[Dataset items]
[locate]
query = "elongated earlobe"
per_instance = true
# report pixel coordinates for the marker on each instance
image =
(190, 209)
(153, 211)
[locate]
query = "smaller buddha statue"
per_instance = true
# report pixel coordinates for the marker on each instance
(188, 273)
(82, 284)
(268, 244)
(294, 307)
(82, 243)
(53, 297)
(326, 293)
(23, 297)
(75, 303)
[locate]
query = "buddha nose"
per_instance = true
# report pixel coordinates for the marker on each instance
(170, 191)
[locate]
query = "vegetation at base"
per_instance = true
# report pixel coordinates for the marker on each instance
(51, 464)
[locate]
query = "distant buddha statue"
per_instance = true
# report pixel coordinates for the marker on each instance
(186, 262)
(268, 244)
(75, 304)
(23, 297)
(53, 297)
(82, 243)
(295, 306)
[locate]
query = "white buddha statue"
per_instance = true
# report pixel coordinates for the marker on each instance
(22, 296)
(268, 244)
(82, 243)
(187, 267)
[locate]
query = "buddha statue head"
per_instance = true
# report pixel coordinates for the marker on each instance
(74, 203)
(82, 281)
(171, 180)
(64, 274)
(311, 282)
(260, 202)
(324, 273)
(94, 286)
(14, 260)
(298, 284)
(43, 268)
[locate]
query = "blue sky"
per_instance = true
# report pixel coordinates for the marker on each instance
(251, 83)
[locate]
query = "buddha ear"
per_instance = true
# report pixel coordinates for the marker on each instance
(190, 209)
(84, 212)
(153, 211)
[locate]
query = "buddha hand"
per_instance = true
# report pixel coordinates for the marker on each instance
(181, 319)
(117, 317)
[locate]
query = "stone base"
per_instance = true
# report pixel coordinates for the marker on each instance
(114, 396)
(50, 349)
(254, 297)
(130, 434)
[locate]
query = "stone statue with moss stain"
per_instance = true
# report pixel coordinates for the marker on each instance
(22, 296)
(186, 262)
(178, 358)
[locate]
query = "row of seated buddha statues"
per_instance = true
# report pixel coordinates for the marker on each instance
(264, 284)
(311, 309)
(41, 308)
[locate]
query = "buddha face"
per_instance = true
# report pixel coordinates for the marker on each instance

▶ Task goal: Print all of the data exactly as it was given.

▶ Expected output:
[locate]
query = "elongated earlobe"
per_instance = true
# report pixel coordinates for the marker on each instance
image =
(190, 209)
(153, 211)
[locate]
query = "smaller buddha statue"
per_instance = true
# report pixel coordinates for the marker on each instance
(188, 273)
(82, 284)
(268, 244)
(294, 307)
(82, 243)
(53, 297)
(326, 293)
(23, 297)
(75, 303)
[locate]
query = "buddha nose"
per_instance = true
# report pixel coordinates for the marker on each instance
(170, 191)
[locate]
query = "vegetation at base"
per_instance = true
# report pixel coordinates for the marker on each instance
(51, 464)
[locate]
query = "distant buddha statue"
per_instance = true
# report pixel coordinates for the marker on each instance
(186, 262)
(268, 244)
(75, 304)
(23, 297)
(53, 297)
(82, 243)
(295, 306)
[locate]
query = "white buddha statue"
per_instance = true
# report pixel coordinates for the marker on each instance
(22, 296)
(268, 244)
(82, 243)
(187, 267)
[locate]
query = "buddha statue head"
per_instance = true
# report pixel coordinates for the marker on each instance
(74, 203)
(82, 281)
(171, 180)
(64, 274)
(311, 282)
(260, 202)
(324, 273)
(94, 286)
(14, 260)
(298, 284)
(43, 268)
[locate]
query = "blue sky"
per_instance = true
# report pixel coordinates for the marker on each instance
(251, 83)
[locate]
query = "buddha ear"
per_instance = true
# report pixel coordinates for the marker on each instance
(190, 209)
(84, 212)
(153, 211)
[locate]
query = "buddha hand"
per_instance = true
# report pixel coordinates for the marker on each instance
(181, 319)
(117, 317)
[locate]
query = "stone base"
per_instance = true
# report pixel coordinates for the marker on each instance
(114, 396)
(50, 349)
(254, 297)
(130, 434)
[locate]
query = "stone statue with moss stain"
per_instance = true
# report pixel coordinates for the marker on each instance
(22, 296)
(186, 262)
(178, 358)
[locate]
query = "row of seated buddha statues"
per_instance = true
# report pixel coordinates for the marker on each instance
(264, 284)
(311, 309)
(41, 308)
[locate]
query = "buddha face"
per_instance = true
# report pixel coordinates for the marker on each instance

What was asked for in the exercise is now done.